Could you transcribe exactly the lines below, from the line with "Target: rose sepal" through the line with "Point to the dirt mound", and nothing else, leaving out the pictures?

RECORDS SUPPLIED below:

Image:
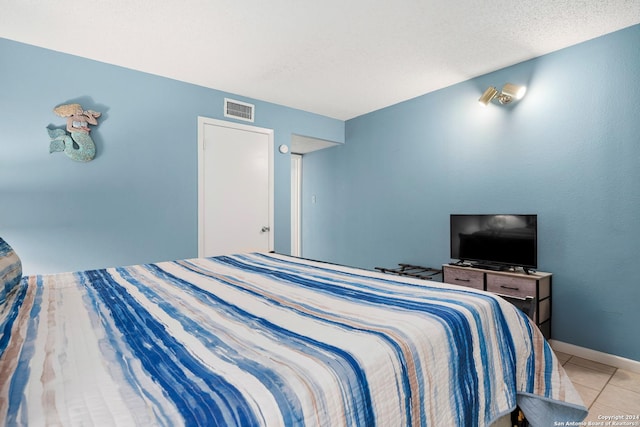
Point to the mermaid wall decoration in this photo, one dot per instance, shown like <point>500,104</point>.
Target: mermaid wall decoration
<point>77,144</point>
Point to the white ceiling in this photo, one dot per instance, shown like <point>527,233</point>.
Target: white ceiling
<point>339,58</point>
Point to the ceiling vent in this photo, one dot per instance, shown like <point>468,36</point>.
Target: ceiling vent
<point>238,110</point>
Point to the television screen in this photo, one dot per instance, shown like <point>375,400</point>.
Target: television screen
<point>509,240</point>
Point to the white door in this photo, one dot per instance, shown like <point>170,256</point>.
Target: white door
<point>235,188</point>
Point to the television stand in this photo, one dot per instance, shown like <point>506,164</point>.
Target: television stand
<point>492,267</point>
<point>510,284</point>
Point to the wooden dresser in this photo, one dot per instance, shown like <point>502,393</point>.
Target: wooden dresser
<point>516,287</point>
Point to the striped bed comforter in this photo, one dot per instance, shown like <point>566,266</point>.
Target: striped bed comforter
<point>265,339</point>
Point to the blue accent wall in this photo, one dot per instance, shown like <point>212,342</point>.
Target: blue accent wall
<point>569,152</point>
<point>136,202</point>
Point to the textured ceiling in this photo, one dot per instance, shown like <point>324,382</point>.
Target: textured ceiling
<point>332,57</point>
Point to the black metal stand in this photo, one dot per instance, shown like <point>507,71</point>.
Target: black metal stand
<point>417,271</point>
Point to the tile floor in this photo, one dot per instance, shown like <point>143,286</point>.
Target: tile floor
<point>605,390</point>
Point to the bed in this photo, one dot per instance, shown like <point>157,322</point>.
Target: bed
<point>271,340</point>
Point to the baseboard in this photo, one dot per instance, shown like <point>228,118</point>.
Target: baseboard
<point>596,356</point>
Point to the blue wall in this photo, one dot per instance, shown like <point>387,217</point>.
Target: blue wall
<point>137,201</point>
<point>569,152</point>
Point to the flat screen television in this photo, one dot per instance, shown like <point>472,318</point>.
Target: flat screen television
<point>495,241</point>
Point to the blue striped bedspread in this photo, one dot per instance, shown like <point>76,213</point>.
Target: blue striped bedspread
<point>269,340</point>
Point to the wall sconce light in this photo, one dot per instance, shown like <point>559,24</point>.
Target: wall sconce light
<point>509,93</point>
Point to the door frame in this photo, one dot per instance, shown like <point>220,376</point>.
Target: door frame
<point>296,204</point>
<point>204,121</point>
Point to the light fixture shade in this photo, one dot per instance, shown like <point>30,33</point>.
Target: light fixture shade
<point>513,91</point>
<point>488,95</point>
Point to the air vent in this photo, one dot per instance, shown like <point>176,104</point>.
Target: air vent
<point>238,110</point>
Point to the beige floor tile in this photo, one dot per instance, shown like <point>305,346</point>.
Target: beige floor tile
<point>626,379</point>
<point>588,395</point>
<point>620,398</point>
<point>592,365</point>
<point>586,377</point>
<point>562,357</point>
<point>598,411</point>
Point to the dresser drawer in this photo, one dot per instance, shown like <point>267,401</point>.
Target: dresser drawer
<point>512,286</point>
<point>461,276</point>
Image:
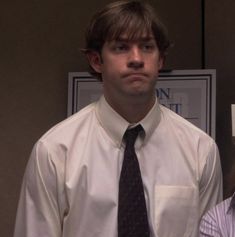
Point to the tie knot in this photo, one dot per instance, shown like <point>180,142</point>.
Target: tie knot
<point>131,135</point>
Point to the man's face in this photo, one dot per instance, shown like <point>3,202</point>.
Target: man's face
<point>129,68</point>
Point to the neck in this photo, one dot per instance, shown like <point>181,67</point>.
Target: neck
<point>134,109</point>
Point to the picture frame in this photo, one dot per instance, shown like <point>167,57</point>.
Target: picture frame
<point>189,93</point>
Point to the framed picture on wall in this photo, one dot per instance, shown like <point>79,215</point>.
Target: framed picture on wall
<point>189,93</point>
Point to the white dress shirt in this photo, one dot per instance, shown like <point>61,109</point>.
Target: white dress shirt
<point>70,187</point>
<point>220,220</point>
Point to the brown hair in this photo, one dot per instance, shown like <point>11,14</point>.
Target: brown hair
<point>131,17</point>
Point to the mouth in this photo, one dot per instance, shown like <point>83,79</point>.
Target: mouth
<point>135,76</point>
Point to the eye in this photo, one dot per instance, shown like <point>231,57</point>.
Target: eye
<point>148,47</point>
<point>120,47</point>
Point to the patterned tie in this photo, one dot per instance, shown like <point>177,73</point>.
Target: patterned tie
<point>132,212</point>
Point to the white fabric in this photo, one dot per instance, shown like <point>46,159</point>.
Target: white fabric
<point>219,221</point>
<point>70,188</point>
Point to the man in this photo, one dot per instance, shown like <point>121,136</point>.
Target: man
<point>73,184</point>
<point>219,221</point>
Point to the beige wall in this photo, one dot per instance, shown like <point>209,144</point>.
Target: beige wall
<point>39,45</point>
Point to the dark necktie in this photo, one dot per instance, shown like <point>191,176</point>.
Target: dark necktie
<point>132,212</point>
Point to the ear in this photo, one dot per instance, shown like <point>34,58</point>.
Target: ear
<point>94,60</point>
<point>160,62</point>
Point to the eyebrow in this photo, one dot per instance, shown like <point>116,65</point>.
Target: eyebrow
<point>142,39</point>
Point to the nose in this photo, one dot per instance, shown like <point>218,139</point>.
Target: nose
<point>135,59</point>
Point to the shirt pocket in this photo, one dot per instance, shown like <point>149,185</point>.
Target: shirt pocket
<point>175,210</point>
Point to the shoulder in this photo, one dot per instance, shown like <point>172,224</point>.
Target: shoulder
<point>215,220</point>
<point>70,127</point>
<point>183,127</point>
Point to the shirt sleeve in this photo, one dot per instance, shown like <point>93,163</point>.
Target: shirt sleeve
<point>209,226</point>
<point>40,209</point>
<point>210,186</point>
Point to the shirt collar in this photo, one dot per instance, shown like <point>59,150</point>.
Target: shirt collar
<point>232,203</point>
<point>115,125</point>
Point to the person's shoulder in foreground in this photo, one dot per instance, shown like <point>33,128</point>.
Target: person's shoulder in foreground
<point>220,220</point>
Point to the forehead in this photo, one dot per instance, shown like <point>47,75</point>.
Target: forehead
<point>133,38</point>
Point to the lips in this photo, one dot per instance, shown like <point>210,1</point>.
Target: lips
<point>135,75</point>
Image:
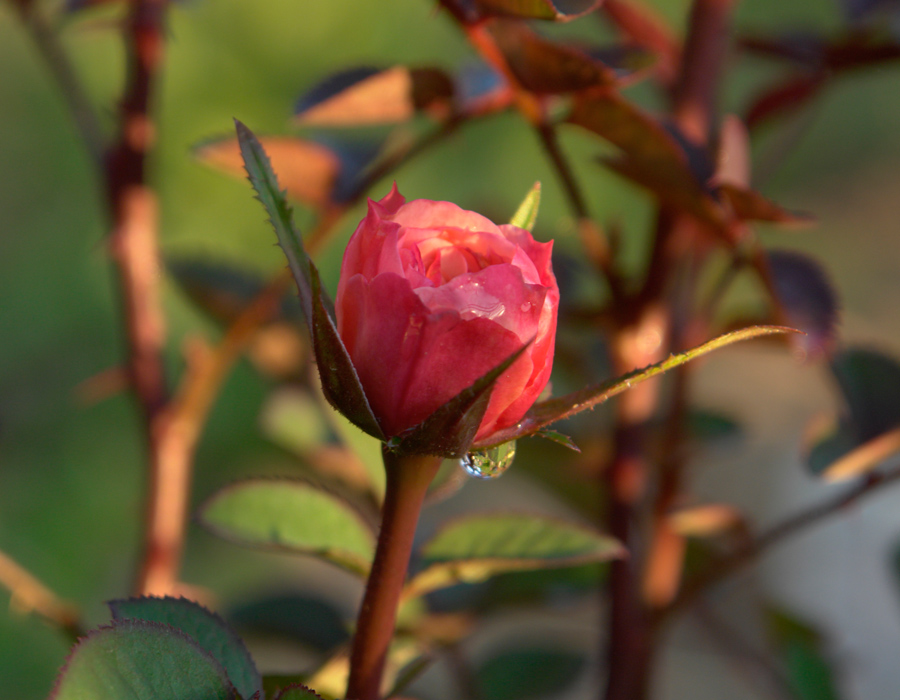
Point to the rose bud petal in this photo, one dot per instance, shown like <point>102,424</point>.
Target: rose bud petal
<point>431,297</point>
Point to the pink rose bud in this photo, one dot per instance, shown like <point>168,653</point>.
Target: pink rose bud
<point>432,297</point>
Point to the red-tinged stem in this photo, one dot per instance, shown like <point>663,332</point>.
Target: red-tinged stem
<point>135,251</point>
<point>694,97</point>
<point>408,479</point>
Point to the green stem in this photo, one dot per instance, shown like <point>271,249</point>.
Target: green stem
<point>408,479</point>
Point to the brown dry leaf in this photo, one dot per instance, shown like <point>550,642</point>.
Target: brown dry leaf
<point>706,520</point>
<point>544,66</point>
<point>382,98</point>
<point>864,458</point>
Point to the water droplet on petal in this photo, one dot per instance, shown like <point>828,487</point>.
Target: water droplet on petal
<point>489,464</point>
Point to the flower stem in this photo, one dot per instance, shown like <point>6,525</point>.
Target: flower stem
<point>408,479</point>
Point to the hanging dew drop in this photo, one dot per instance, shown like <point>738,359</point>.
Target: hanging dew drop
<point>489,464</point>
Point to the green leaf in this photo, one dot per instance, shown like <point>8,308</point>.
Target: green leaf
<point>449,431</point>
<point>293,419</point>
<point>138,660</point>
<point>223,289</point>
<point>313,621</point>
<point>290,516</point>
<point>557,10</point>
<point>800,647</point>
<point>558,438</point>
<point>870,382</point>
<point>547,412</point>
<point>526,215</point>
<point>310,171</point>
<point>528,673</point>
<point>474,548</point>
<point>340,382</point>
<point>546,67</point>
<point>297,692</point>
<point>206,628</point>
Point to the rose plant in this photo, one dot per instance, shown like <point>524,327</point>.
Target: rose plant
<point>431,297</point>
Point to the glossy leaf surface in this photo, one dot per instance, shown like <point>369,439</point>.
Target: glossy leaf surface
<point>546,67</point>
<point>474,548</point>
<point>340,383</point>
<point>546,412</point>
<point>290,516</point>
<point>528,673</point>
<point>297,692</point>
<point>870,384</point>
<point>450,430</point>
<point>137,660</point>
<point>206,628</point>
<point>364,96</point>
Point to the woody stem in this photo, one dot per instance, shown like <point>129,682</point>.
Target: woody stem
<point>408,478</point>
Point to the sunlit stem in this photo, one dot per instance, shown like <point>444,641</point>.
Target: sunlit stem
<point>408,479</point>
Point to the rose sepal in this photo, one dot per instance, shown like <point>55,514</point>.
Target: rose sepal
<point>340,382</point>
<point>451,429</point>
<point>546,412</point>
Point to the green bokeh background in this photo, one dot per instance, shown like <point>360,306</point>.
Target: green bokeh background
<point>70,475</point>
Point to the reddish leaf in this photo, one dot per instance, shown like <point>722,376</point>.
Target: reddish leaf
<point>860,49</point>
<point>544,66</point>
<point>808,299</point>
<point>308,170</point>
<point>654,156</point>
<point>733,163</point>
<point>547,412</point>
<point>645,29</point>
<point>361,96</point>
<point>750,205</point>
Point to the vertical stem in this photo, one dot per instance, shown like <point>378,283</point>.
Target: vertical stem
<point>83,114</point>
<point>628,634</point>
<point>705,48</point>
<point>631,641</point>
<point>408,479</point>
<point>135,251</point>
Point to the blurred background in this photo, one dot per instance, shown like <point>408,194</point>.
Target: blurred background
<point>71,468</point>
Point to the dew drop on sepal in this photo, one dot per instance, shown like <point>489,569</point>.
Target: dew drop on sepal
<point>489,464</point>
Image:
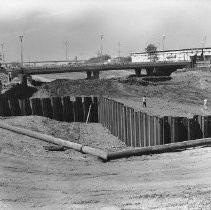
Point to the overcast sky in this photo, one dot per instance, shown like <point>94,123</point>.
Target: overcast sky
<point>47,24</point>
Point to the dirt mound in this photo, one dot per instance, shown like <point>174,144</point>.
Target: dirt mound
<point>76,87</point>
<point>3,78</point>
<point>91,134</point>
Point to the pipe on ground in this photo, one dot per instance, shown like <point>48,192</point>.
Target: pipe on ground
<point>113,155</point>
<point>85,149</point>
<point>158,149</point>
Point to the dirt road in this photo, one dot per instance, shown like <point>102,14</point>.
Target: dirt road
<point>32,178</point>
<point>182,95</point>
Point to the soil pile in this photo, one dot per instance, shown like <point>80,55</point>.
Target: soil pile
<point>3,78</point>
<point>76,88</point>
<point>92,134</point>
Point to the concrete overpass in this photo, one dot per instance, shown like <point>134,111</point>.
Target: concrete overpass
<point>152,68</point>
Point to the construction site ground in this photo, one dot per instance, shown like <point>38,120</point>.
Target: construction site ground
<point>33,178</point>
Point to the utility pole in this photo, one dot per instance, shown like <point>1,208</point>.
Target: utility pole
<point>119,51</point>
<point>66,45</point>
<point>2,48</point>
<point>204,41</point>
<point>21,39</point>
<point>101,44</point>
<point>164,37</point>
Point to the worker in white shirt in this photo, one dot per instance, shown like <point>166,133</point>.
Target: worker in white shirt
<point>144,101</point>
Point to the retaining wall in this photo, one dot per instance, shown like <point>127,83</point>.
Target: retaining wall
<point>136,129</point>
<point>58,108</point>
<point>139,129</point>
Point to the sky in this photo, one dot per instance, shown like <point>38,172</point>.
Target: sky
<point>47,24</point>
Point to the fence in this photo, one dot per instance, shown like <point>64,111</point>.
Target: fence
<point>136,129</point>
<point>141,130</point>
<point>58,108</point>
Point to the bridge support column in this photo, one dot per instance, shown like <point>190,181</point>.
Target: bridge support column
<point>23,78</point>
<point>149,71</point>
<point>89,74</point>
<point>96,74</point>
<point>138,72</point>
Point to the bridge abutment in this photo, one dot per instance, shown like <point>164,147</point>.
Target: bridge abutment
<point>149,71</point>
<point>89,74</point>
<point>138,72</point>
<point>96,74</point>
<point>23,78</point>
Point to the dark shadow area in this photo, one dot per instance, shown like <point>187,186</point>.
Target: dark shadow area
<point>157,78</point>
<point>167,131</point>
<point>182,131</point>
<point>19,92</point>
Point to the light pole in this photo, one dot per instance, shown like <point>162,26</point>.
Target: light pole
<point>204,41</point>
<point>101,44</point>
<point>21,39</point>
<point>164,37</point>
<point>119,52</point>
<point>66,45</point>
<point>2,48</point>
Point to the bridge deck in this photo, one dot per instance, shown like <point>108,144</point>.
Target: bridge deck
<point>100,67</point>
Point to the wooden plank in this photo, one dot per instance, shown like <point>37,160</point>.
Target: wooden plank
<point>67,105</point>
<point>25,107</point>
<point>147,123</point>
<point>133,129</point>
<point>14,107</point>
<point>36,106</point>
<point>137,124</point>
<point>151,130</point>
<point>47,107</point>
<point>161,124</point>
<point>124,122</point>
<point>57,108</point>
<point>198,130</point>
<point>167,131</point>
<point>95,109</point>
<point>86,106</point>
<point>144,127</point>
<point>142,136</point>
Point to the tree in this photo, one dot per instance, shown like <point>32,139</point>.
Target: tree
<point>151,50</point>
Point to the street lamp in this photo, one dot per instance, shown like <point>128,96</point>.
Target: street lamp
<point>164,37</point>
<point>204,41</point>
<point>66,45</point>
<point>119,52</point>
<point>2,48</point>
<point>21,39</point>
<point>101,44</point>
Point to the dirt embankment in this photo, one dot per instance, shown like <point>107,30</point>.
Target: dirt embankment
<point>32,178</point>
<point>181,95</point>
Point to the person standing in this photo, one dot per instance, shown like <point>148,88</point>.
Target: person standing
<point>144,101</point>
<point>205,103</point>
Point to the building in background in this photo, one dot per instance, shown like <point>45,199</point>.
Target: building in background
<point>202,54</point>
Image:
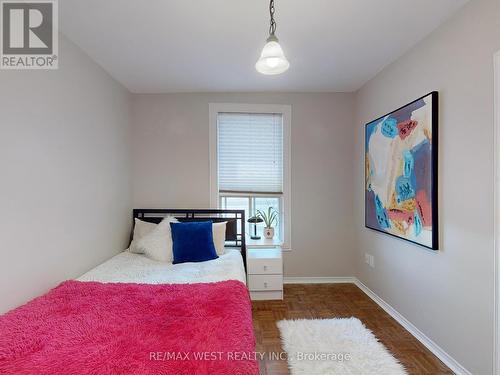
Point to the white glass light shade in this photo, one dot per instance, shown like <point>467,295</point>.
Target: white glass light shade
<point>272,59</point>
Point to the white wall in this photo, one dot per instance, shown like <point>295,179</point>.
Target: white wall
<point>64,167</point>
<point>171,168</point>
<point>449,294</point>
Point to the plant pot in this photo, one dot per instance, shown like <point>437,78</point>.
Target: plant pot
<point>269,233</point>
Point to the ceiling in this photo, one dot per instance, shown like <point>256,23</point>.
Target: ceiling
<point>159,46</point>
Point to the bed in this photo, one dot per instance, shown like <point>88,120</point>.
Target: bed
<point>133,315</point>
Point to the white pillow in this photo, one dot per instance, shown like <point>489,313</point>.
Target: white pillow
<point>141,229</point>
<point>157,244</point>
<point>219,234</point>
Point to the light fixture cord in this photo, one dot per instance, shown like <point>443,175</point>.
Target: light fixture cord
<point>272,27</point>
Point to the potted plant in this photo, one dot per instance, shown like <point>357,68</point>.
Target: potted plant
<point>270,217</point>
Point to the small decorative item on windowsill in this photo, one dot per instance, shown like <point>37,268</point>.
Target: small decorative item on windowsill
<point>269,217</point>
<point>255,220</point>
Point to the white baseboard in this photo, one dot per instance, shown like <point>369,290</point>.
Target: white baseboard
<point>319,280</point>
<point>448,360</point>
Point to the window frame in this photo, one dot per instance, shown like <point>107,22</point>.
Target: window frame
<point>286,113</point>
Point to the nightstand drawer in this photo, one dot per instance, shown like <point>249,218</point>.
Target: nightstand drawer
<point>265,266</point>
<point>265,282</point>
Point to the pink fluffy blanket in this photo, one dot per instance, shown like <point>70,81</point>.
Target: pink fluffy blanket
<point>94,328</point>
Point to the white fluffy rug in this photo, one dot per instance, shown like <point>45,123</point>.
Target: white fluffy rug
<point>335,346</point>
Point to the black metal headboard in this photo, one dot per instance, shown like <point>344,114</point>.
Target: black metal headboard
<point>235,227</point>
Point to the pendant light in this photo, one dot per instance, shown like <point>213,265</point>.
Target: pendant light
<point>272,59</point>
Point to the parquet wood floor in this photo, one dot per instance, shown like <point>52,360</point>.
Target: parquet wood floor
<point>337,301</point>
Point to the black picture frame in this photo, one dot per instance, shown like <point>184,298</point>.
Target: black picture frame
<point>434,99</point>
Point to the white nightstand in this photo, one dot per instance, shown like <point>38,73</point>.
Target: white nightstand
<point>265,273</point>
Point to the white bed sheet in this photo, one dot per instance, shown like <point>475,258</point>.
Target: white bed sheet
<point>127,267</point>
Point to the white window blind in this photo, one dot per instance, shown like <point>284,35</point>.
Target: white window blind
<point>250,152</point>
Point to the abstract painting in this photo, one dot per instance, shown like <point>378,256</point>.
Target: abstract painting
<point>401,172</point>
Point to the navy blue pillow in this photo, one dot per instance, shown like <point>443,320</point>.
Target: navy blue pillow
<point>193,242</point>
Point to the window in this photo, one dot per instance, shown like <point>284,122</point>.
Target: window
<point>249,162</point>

End of RECORDS SUPPLIED.

> ANSWER TO THE PROBLEM
Target: rose sepal
<point>340,382</point>
<point>451,429</point>
<point>546,412</point>
Point to the green bokeh background in this photo, one dot per instance, shown like <point>360,306</point>.
Target: green bokeh background
<point>70,475</point>
Point to the reddish leaf in this photo, one dot per instance, shown like <point>722,376</point>.
Target: reddish leaf
<point>860,49</point>
<point>544,66</point>
<point>808,299</point>
<point>308,170</point>
<point>654,156</point>
<point>733,163</point>
<point>547,412</point>
<point>645,29</point>
<point>361,96</point>
<point>750,205</point>
Point to the vertical stem in this photo, one dot per instance, shown like <point>378,283</point>.
Target: vertical stem
<point>83,114</point>
<point>628,634</point>
<point>705,48</point>
<point>631,641</point>
<point>408,479</point>
<point>135,251</point>
Point to the blurred background in this photo, one dot per instance, shown like <point>408,194</point>.
Target: blurred background
<point>71,468</point>
Point to the dew drop on sepal in this photo, one dot per instance, shown like <point>489,569</point>.
Target: dew drop on sepal
<point>489,464</point>
Image:
Point to the overcast sky in this photo, one dot per instance, shown like <point>94,123</point>.
Target: overcast sky
<point>47,24</point>
Point to the dirt mound in this photo, one dot per instance, shown like <point>174,144</point>.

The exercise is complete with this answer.